[[ PROVIDED MATERIAL open ]]

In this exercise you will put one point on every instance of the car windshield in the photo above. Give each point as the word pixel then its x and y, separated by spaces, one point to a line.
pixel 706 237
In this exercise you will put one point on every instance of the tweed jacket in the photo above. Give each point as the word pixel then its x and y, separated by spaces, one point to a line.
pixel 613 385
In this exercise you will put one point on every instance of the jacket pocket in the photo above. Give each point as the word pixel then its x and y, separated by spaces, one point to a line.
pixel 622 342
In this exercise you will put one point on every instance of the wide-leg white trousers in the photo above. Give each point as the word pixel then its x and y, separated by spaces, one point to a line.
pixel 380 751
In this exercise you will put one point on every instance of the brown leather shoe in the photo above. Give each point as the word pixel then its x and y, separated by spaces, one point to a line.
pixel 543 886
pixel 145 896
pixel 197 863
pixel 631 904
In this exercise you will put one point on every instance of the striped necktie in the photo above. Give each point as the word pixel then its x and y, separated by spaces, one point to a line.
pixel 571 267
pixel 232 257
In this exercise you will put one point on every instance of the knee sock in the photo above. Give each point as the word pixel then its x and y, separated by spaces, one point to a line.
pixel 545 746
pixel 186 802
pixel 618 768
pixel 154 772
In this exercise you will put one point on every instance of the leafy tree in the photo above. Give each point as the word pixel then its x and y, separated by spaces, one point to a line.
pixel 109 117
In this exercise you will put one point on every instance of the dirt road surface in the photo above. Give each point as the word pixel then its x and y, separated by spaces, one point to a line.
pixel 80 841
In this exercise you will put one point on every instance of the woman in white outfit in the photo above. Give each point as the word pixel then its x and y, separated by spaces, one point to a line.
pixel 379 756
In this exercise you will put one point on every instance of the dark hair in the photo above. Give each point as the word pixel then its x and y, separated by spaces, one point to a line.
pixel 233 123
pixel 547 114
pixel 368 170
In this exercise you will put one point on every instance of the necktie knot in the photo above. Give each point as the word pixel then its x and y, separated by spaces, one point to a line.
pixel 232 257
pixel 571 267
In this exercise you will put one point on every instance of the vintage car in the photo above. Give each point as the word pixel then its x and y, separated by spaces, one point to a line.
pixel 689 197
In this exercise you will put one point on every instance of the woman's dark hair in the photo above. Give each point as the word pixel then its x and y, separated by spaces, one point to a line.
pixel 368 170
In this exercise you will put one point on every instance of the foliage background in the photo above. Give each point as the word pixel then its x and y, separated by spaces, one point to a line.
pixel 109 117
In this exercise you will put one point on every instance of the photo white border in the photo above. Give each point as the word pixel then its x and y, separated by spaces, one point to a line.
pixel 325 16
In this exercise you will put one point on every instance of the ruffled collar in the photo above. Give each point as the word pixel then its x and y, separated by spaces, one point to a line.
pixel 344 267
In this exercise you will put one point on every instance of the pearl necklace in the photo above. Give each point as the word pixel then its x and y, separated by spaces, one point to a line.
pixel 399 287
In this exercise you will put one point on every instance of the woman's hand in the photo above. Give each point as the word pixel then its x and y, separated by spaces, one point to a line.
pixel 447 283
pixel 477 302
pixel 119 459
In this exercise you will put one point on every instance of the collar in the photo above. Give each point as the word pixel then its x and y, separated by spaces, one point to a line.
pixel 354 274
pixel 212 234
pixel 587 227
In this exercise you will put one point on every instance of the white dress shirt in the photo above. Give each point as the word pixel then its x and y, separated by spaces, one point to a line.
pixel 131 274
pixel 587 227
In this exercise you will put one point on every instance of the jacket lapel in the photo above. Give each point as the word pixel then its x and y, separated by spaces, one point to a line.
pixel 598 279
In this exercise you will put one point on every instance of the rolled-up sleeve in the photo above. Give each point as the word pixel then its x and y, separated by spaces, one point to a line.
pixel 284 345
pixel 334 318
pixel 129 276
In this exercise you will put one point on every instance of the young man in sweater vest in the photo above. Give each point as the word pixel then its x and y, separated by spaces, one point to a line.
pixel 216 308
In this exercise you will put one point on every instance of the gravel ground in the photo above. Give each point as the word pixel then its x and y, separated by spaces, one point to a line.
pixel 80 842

[[ PROVIDED MATERIAL closed ]]

### WORK INSTRUCTION
All entries should be given again precisely as they appear above.

### EXERCISE SOLUTION
In this exercise you will put one point on every instance of the car windshield in the photo above. Give each point as the word pixel then its x and y, separated by spaces, one point to a line.
pixel 706 237
In this exercise you will put one point on every instance of the tweed jacket in the photo above. Give each point as the word pixel then its x and y, separated by spaces, one point to a line.
pixel 613 385
In this exercise you will put one point on every instance of the jacket pocket in the photo above. Give each point as the word pixel then its x and y, separated by spaces, one point to a line.
pixel 622 342
In this exercise you will put one point on every instance of the wide-leg white trousers in the photo above. Give each point as the word pixel then its x and y, separated by spaces, one point to a line.
pixel 380 751
In this exercise you will put one point on every instance of the brown leather shoe in the photo above. Give each point as the word pixel then its x and y, separated by spaces, one point to a line.
pixel 543 886
pixel 145 896
pixel 197 863
pixel 631 904
In this exercise you will put one point on every instance of the striped necktie in the photo above. Give each point as the word pixel then its x and y, separated by spaces, one point to a line.
pixel 571 267
pixel 232 257
In this exercise you will put one point on every instance of the knee sock in the photo above. Give each point as the word pixel then its x and y, separated by spaces, one point to a line.
pixel 545 746
pixel 186 802
pixel 618 768
pixel 154 772
In this exercise you will put one point on every instance of the leafy tree in the photo above. Give each point as the word pixel then its x and y, separated by spaces, one point to a line.
pixel 109 117
In this exercise you will put one point on every instance of the dirt road surface in the photo above. Give each point as the word pixel then its x and y, separated by spaces, one point to a line.
pixel 80 841
In this exercise you will put one point on every instance of the woman in white outfit in the photo above. Give each point as the word pixel then its x and y, separated by spaces, one point to a line.
pixel 379 756
In this exercise you will put one point on every instance of the dark hair in the photo above. Give each point as the word pixel then its x and y, separated by spaces, one point to a line.
pixel 233 123
pixel 547 114
pixel 368 170
In this exercise you will put one point on every instance of the necktie knot in the photo above. Give each point as the word pixel then its x and y, separated by spaces, one point to a line.
pixel 232 257
pixel 571 267
In this exercise you will put one point on every instance of the vintage car in the photo above. Give each point as the word pixel then its x and y, separated by spaces, one point to a line.
pixel 689 197
In this exercise you will put one point on every instance of the woman's dark hair in the photo above. Give each point as the word pixel then its x and y, separated by spaces, one point to a line.
pixel 368 170
In this exercise you will put one point on every instance of the foliage background in the photo above. Give each point as the word pixel then its x and y, separated by spaces, one point to a line.
pixel 109 117
In this exercise you will put one point on every instance of the photo white border in the photo above. Give each point as the word pixel then its x and y, separated by spaces, one point to a line.
pixel 325 16
In this exercise you will put one point on every instance of the ruffled collar in the photo above. Give each point as the word pixel then its x and y, separated by spaces, one point to a line.
pixel 344 267
In this exercise you will put one point on every instance of the pearl necklace in the photo above. Give each point as the word pixel then its x and y, separated by spaces, one point to a line.
pixel 399 287
In this exercise you will put one point on every instance of the woman's hand in the photo above. Give each point as the word pixel then its x and y, separated by spaces, one point to a line.
pixel 447 283
pixel 477 302
pixel 119 459
In this exercise you will put one point on every instance of the collar in the photo above. Give each point as the word pixel then its x and y, separated by spaces, one point to a line.
pixel 354 274
pixel 212 234
pixel 587 227
In this exercise you will put one point on every instance of the white dress shirt in the photo above. Give each point as the word pixel then its x and y, separated by spaces, one point to a line.
pixel 131 274
pixel 587 227
In this exercise you will put one point on every instance of the jacket lapel in the photo above. Give each point as the word pixel then its x and y, separated by spaces, one point to a line.
pixel 598 279
In this exercise you will put one point on every instance of the rolled-up sleeve in the photo above. Give each point as the word pixel then its x and y, separated by spaces, one point to a line.
pixel 284 345
pixel 334 318
pixel 129 276
In this exercise you will put one point on every instance of the young man in sweater vest in the photo above. Give each point as the word pixel then its x and y, separated by spaces, one point to a line.
pixel 216 308
In this exercise you will put one point on every instance of the gravel ground in the photo above. Give each point as the word pixel then its x and y, separated by spaces, one point to a line.
pixel 80 842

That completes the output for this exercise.